_GIVEN TEXT_:
____________
The ability to create reasonably good-looking cross-platform desktop applications using Node.js. Obviously Electron is not much use to you if you're already experienced in the native development kit of your platform, but if your main expertise is Node.js (which is the case for an increasing number of developers), Electron is quite handy.

Also, it can conveniently turn your run-of-the-mill XSS bug into remote code execution! Welcome to 2016, everybody.
I am a person who always wanted to develop native desktop applications, but ended up developing for the web instead because the barrier to entry is lower.

Now I have the opportunity to do what I actually wanted to do.

I think this marks why Hacker News is biased against Electron. I really appreciate your eager to develop desktop applications, but Electron apps are _not_ native. It brings web technologies to the desktop. This is clearly an advantage for web developers, as it, as you just said, lowers the barrier to entry. Custom UIs are in my opinion also much easier to develop using Electron - this is exactly what HTML/CSS/JS were designed for. But these apps don't fit into the operating system. They use few of the available APIs, they are restricted to a common layer of abstraction, which means they can only use features available on Windows/OS X/Linux and none of the platform specific features, they are always "statically linked" (what I mean is every Electron app ships it's own libraries and the whole framework itself), etc.
____________
_GIVEN ENTRIES_:
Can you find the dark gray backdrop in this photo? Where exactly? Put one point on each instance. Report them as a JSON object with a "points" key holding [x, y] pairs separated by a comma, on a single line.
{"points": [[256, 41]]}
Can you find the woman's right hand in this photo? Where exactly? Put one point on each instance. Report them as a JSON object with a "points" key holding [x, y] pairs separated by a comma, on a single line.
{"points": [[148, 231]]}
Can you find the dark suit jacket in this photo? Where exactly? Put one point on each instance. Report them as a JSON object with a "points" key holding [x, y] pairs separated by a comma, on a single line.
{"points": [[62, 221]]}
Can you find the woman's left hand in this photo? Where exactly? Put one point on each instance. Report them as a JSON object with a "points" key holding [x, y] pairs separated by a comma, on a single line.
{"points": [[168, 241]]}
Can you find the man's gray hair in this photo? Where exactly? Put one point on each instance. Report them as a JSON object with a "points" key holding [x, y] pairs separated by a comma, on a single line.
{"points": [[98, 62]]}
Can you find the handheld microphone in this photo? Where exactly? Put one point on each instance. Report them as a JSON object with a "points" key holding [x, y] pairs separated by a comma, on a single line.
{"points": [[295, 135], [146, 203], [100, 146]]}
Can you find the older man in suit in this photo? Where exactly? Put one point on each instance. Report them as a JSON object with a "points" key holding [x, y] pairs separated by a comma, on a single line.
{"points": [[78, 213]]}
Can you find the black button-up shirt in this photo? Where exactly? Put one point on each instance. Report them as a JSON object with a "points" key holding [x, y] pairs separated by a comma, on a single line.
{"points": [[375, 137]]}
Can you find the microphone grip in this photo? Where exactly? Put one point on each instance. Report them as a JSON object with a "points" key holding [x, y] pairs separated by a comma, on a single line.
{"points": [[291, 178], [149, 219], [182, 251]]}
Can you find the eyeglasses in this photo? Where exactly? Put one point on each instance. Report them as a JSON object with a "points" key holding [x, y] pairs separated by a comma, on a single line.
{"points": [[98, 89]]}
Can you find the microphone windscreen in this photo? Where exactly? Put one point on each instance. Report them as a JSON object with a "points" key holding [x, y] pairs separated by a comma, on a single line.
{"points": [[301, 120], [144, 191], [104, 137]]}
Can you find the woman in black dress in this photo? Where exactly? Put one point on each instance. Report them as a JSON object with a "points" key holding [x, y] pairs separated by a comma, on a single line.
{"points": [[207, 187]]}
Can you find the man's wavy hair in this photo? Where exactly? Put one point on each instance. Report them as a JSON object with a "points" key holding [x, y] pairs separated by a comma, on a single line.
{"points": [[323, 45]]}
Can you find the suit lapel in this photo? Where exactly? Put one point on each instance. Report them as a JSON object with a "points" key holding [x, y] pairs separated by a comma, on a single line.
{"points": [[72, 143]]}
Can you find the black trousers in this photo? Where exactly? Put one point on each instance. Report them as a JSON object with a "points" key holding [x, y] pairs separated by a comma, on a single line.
____________
_DIRECTIONS FOR THIS TASK_: Transcribe the passage of the Electron discussion starting at "Now I have the" and ending at "framework itself), etc.".

_EXERCISE RESPONSE_:
Now I have the opportunity to do what I actually wanted to do.

I think this marks why Hacker News is biased against Electron. I really appreciate your eager to develop desktop applications, but Electron apps are _not_ native. It brings web technologies to the desktop. This is clearly an advantage for web developers, as it, as you just said, lowers the barrier to entry. Custom UIs are in my opinion also much easier to develop using Electron - this is exactly what HTML/CSS/JS were designed for. But these apps don't fit into the operating system. They use few of the available APIs, they are restricted to a common layer of abstraction, which means they can only use features available on Windows/OS X/Linux and none of the platform specific features, they are always "statically linked" (what I mean is every Electron app ships it's own libraries and the whole framework itself), etc.